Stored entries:
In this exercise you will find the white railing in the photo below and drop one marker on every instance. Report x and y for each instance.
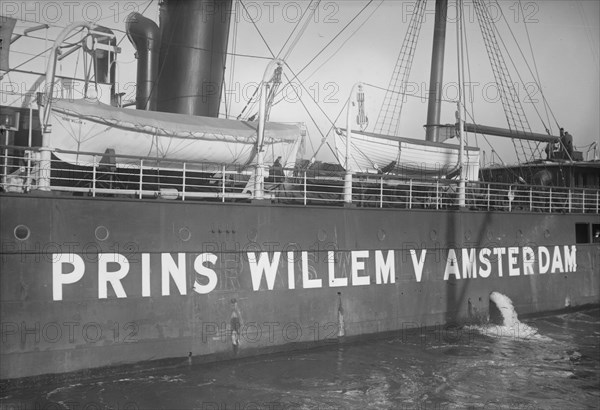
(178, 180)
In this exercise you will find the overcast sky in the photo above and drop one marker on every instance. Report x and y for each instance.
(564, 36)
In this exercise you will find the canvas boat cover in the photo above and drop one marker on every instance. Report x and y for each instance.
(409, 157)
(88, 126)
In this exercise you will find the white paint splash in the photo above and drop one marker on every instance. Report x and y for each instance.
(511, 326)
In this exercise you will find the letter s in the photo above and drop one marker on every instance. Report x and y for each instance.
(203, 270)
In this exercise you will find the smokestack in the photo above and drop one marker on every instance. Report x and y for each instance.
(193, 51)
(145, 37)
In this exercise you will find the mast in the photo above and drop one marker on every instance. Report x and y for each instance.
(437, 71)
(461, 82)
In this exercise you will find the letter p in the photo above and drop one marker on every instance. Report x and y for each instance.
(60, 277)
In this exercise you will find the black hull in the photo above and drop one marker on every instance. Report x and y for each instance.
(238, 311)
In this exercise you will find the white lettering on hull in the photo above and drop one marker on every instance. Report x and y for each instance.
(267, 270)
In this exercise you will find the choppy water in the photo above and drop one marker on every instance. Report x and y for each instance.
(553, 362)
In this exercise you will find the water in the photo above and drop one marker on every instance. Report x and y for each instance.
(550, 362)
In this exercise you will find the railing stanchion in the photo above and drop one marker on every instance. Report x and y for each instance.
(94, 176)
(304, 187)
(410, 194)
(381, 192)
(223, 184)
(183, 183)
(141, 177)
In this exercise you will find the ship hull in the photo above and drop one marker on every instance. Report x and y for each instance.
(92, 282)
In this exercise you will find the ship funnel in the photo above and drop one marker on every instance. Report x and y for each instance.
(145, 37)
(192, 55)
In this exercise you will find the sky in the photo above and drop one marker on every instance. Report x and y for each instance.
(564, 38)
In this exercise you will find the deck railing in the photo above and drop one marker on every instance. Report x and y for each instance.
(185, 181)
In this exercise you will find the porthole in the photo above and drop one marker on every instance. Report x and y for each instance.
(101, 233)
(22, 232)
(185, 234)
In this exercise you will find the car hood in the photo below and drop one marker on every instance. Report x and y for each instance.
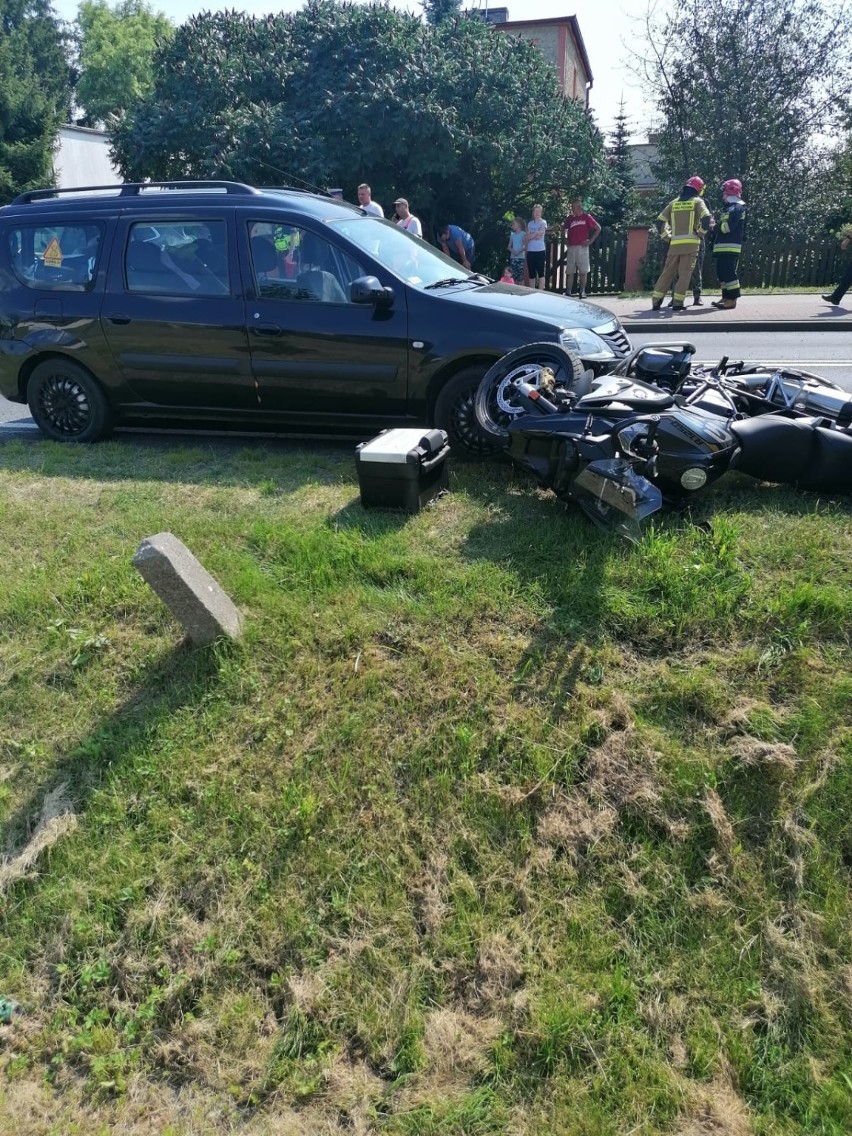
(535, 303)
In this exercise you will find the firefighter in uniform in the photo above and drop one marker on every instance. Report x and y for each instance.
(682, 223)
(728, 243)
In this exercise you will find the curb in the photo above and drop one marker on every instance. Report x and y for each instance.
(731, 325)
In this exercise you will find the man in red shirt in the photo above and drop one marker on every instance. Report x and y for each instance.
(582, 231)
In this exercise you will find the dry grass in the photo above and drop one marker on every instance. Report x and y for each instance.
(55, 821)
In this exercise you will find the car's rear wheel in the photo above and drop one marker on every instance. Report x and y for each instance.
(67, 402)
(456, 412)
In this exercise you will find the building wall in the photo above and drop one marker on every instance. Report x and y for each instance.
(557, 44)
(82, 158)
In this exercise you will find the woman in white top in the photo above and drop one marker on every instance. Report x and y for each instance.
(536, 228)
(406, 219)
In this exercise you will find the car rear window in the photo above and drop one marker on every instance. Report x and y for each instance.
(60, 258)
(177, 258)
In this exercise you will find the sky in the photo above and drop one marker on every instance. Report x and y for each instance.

_TASK OBJECTIVE_
Print all of the entries word for word. Skip any images they contain.

_EXERCISE RESULT_
In this exercise you will find the white railing in the photo below and drop one marker on every instance. Report x and y for each instance.
(178, 180)
In this exercise you will find the overcast sky in the photo above and drop one marker on every instance. Report x and y for each instance.
(564, 36)
In this exercise you will find the canvas boat cover in the photo above and drop one marker on every instance. Report x and y for each instance.
(409, 157)
(88, 126)
In this exercise you will find the white paint splash in the photo above and drop one marker on every instance. Report x and y for each instance.
(511, 326)
In this exercise you will find the letter s in the photo above and drop one marker on every instance. Report x and y for each instance.
(203, 270)
In this exercise you will find the smokestack in the photo above and drop one marker on every instance. Report x and y for each instance.
(193, 51)
(145, 37)
In this exercise you will find the mast in the photo above and drop one marker on every instance. Report x and y for each instance.
(437, 71)
(461, 82)
In this exercise you will find the letter p in the photo above and drop one marker on every instance. Report x and y for each instance.
(60, 277)
In this exercise you will find the black hull in the photo above and drop one marker on every instance. Report x and y for each instance.
(238, 311)
In this exercise you will find the white lettering on hull in the photo above and drop one marker on every instance. Report x and y for each instance.
(267, 270)
In this exercise you will find the choppy water in the photo above and drop one marker on every instance. Report x and y for each instance.
(553, 362)
In this exercise you will find the water in the photo above and drop one marker on every instance. Report x and y for each instance.
(550, 362)
In this exercise you will find the railing stanchion in the photo above and drop one marker on every instance. Report x and y for each instance.
(94, 176)
(304, 187)
(410, 194)
(381, 192)
(223, 184)
(183, 183)
(141, 177)
In this exercise you will find the ship hull in the photo above and drop one marker on every instance. Report x and y for each instance.
(92, 282)
In this exercise you will find the ship funnel in the photo above and drop one marker on every instance. Report x and y for each instance.
(145, 37)
(192, 55)
In this exercise you will find the sky in the photo above and drop one marker on every instance. Report x and y for each instance.
(564, 38)
In this exercise you will find the deck railing in the photo above and drop one marker on every instance. Report x and y for each instance.
(185, 181)
In this exercise you will find the porthole in the photo above and drop one marker on every instance. Report x and y for each instance.
(101, 233)
(22, 232)
(185, 234)
In this exercise you will find the car hood in the photo below and drop one marker on every instance. Report x and y for each instance.
(535, 303)
In this exercise you will find the firefighter in uniform in the photo above and drop one marker on every instance. Report x and y for each instance.
(682, 223)
(728, 243)
In this exercise you will find the curb in the photo above and drop one marker on every instance. Report x and y for each instance.
(731, 325)
In this exercise you will find the man in red shirt in the photo above and drop one marker on every instance. Report x and y for each instance.
(582, 231)
In this exercise you will find the dry grass in the photo above and drop one marker on every instance. Report x and y for each instance.
(55, 821)
In this exercise you will find the car's rear wheel in the photo above and drop one marker on every instance. Report x and y for each instance.
(67, 402)
(456, 412)
In this exercise you will find the building wall in the photo above and drop one marker on every instance. Report x and y for each instance.
(557, 44)
(82, 158)
In this exercise you will find the woman in white top in the photo above and drop one marker on every instance. Report x and y for each instance.
(536, 228)
(406, 219)
In this exercise you will find the car rear window in the photo above and drop one marker on every instance. Report x and y for each instance.
(60, 258)
(177, 258)
In this exercise you will find the sky in the photo above and drop one marker on every instance. Report x and y for each instance.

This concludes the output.